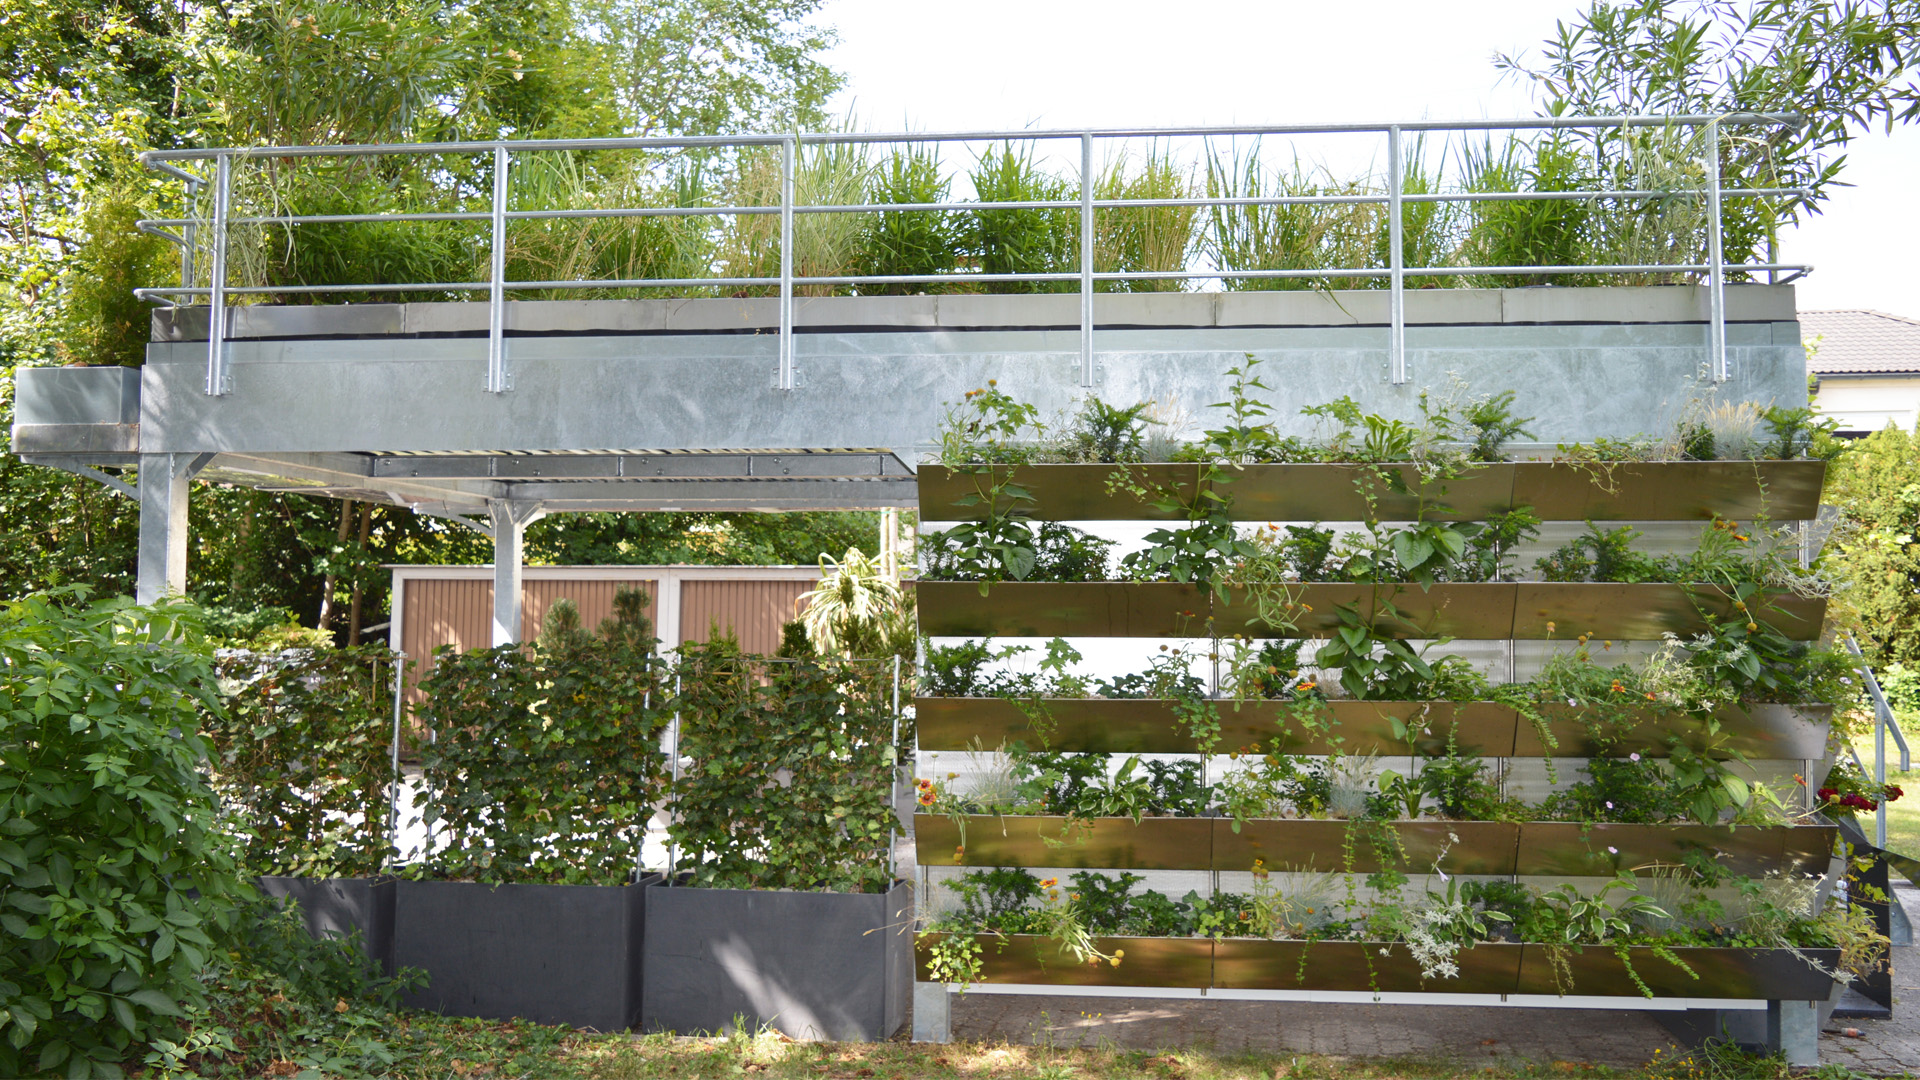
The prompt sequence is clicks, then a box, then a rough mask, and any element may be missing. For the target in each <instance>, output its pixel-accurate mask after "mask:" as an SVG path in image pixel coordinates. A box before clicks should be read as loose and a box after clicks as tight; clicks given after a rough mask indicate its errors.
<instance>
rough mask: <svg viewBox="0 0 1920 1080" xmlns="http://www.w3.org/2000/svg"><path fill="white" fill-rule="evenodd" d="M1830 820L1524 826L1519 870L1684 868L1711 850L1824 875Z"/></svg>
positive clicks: (1828, 845) (1805, 872)
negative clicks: (1763, 823)
mask: <svg viewBox="0 0 1920 1080" xmlns="http://www.w3.org/2000/svg"><path fill="white" fill-rule="evenodd" d="M1836 832H1837V830H1836V828H1834V826H1830V824H1791V826H1732V828H1730V826H1724V824H1576V822H1557V821H1528V822H1524V824H1521V853H1519V865H1521V869H1519V872H1523V874H1565V876H1613V874H1617V872H1620V871H1636V869H1645V867H1657V865H1659V867H1680V865H1684V861H1686V859H1688V855H1699V853H1705V855H1709V857H1711V859H1713V861H1715V863H1718V865H1720V867H1724V869H1726V871H1730V872H1734V874H1743V876H1761V874H1766V872H1768V871H1780V872H1786V874H1822V872H1826V869H1828V861H1830V859H1832V851H1834V836H1836Z"/></svg>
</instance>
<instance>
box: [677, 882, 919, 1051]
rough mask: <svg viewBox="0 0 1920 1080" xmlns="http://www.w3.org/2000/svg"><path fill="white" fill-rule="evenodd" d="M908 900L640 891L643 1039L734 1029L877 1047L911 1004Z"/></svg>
mask: <svg viewBox="0 0 1920 1080" xmlns="http://www.w3.org/2000/svg"><path fill="white" fill-rule="evenodd" d="M912 924H914V890H912V886H910V884H906V882H899V884H895V886H893V892H889V894H885V896H881V894H831V892H774V890H768V892H758V890H716V888H664V886H655V888H651V890H647V938H645V961H643V963H641V972H643V976H645V992H643V994H641V1028H643V1030H647V1032H682V1034H693V1032H718V1030H724V1028H730V1026H732V1024H733V1020H735V1017H737V1019H743V1020H745V1022H747V1024H749V1026H760V1024H772V1026H774V1028H778V1030H781V1032H785V1034H789V1036H793V1038H803V1040H839V1042H879V1040H885V1038H891V1036H893V1032H897V1030H900V1024H904V1022H906V1003H908V1001H910V999H912V994H914V926H912Z"/></svg>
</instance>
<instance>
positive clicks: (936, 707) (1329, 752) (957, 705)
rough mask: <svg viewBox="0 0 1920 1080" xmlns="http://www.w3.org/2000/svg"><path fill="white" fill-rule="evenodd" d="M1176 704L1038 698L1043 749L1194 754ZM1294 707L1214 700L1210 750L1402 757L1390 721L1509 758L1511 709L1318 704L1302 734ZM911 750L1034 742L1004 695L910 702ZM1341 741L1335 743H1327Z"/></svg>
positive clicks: (1160, 702)
mask: <svg viewBox="0 0 1920 1080" xmlns="http://www.w3.org/2000/svg"><path fill="white" fill-rule="evenodd" d="M1175 705H1177V701H1171V700H1158V698H1043V700H1041V701H1039V703H1037V709H1039V713H1041V715H1043V717H1044V719H1046V723H1050V724H1052V730H1050V732H1048V740H1046V744H1048V746H1050V748H1054V749H1077V751H1087V753H1196V751H1198V746H1196V744H1194V738H1192V734H1190V732H1188V730H1187V726H1185V724H1183V723H1181V721H1179V717H1177V715H1175ZM1298 709H1300V707H1298V705H1296V703H1294V701H1238V703H1235V701H1227V700H1223V701H1219V728H1221V734H1219V746H1221V748H1225V749H1229V751H1231V749H1248V751H1256V749H1258V751H1265V749H1271V748H1273V742H1275V740H1279V742H1281V749H1284V751H1286V753H1332V751H1334V749H1336V748H1338V749H1342V751H1344V753H1371V751H1380V753H1407V742H1405V740H1402V738H1396V736H1394V721H1396V719H1398V721H1400V723H1402V724H1405V726H1409V728H1413V730H1417V732H1419V734H1415V740H1413V744H1415V746H1417V748H1419V749H1421V753H1444V751H1446V748H1448V736H1450V734H1452V738H1453V740H1455V746H1457V748H1459V751H1461V753H1475V755H1482V757H1511V755H1513V728H1515V724H1517V723H1519V713H1515V711H1513V709H1509V707H1507V705H1498V703H1494V701H1321V703H1319V705H1317V707H1313V709H1309V711H1311V713H1315V715H1313V719H1315V721H1317V723H1321V726H1327V728H1329V730H1325V732H1321V730H1309V728H1308V726H1306V724H1302V723H1300V721H1302V719H1304V717H1302V715H1300V711H1298ZM914 715H916V721H914V723H916V730H918V734H920V749H941V751H956V749H962V751H964V749H972V746H973V740H979V744H981V746H989V748H996V746H1000V744H1002V742H1008V744H1010V742H1025V744H1027V746H1029V748H1033V746H1039V744H1041V740H1039V734H1037V732H1035V730H1033V721H1031V719H1029V717H1027V713H1025V709H1023V707H1021V703H1016V701H1010V700H1006V698H916V700H914ZM1336 736H1338V738H1342V740H1344V742H1334V740H1336Z"/></svg>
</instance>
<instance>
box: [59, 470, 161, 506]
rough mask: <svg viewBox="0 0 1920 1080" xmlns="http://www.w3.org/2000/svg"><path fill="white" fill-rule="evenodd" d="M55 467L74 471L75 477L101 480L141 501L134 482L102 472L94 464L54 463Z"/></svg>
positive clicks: (137, 499) (62, 470)
mask: <svg viewBox="0 0 1920 1080" xmlns="http://www.w3.org/2000/svg"><path fill="white" fill-rule="evenodd" d="M54 467H56V469H61V471H67V473H73V475H75V477H86V479H88V480H100V482H102V484H106V486H108V488H111V490H115V492H119V494H123V496H127V498H131V500H132V502H140V492H138V490H136V488H134V486H132V484H129V482H127V480H121V479H119V477H115V475H111V473H102V471H100V469H94V467H92V465H54Z"/></svg>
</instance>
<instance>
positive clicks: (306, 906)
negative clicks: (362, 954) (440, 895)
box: [257, 876, 397, 974]
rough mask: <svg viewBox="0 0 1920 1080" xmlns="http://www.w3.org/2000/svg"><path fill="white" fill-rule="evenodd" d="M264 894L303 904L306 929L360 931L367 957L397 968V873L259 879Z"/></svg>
mask: <svg viewBox="0 0 1920 1080" xmlns="http://www.w3.org/2000/svg"><path fill="white" fill-rule="evenodd" d="M257 884H259V892H261V896H267V897H273V899H278V901H282V903H284V901H292V903H298V905H300V919H301V922H305V924H307V934H311V936H313V938H315V940H319V938H349V936H353V934H359V938H361V949H363V951H365V953H367V959H371V961H374V963H378V965H380V970H384V972H388V974H392V972H394V896H396V886H397V882H396V880H394V878H292V876H261V878H257Z"/></svg>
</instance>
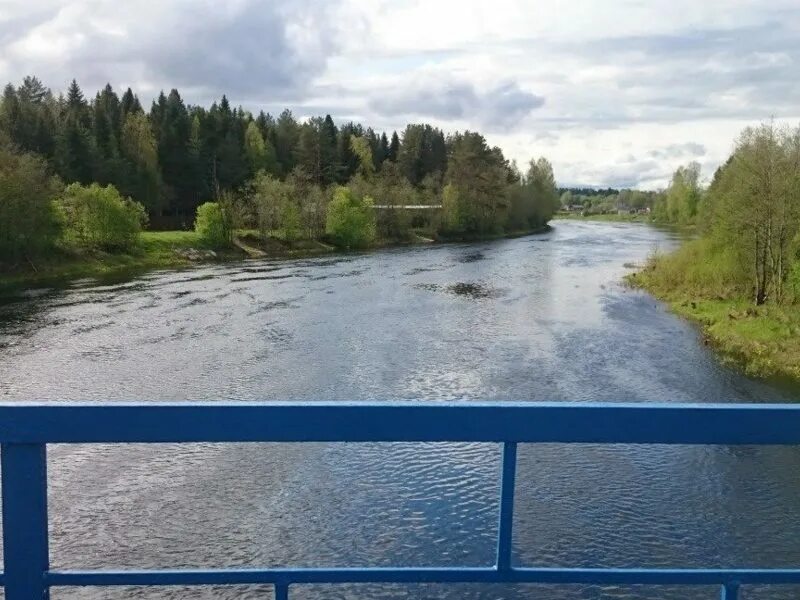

+++

▸ Assignment: Pictures are to be omitted. Output verbatim only the lines from the one holding "positive clicks: (306, 906)" through the end of the material, both included.

▸ Exercise solution:
positive clicks: (306, 906)
negative clicks: (362, 954) (440, 895)
box: [257, 876, 397, 974]
rough mask: <svg viewBox="0 0 1920 1080" xmlns="http://www.w3.org/2000/svg"><path fill="white" fill-rule="evenodd" d="M264 894L303 904L306 929L360 931L367 957L397 968V873L259 879Z"/></svg>
mask: <svg viewBox="0 0 1920 1080" xmlns="http://www.w3.org/2000/svg"><path fill="white" fill-rule="evenodd" d="M257 884H259V892H261V896H267V897H273V899H278V901H282V903H284V901H292V903H298V905H300V919H301V922H305V924H307V934H311V936H313V938H315V940H319V938H349V936H353V934H359V938H361V949H363V951H365V953H367V959H371V961H374V963H378V965H380V970H384V972H388V974H392V972H394V896H396V886H397V882H396V880H394V878H292V876H261V878H257Z"/></svg>
</instance>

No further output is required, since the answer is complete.